• _Record set_
▼

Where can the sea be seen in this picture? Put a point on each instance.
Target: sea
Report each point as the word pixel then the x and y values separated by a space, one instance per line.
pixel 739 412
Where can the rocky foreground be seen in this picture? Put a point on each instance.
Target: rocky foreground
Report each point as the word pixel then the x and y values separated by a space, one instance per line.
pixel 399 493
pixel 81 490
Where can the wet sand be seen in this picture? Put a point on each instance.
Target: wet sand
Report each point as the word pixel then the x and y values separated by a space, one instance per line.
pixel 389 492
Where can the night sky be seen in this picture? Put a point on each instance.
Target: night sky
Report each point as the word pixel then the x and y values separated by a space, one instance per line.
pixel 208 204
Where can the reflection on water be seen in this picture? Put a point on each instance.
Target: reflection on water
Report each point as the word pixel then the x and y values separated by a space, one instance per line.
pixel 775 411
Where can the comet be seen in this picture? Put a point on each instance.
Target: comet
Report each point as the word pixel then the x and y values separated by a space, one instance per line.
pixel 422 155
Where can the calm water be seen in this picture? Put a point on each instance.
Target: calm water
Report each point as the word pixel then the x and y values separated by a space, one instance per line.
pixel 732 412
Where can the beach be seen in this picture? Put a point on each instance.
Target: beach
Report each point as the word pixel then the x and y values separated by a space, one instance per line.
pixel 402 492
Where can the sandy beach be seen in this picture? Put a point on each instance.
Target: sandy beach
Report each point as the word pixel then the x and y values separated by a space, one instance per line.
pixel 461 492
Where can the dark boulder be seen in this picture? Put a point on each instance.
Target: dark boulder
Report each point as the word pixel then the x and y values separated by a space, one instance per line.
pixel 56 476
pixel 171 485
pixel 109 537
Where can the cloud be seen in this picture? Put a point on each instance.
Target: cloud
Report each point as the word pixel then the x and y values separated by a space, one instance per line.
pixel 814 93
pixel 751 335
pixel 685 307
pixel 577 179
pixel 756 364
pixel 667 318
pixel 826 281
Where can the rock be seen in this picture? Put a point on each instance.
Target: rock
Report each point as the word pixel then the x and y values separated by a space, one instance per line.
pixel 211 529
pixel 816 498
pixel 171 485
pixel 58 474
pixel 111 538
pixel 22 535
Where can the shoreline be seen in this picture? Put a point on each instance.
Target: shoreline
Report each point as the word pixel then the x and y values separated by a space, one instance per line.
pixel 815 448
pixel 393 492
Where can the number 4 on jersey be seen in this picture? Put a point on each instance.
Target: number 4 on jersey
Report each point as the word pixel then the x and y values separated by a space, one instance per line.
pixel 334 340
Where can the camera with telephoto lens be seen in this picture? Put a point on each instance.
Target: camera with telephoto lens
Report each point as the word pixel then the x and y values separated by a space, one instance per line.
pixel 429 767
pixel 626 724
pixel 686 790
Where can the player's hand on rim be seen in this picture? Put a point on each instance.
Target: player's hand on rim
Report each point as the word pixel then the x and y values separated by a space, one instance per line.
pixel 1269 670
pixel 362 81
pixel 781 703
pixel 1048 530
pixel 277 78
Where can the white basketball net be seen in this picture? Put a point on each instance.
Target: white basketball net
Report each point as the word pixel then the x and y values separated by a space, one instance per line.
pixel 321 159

▲

• _Instruction_
Return, without any change, the lines that begin with the one containing "Where can the white" and continue through the end of the entries.

• _Completed task_
Where can the white basketball net be seen in this picture? Put a point on each instance.
Target: white basketball net
Report each point as the word pixel then the x and y values separated by a space, one instance per line.
pixel 321 159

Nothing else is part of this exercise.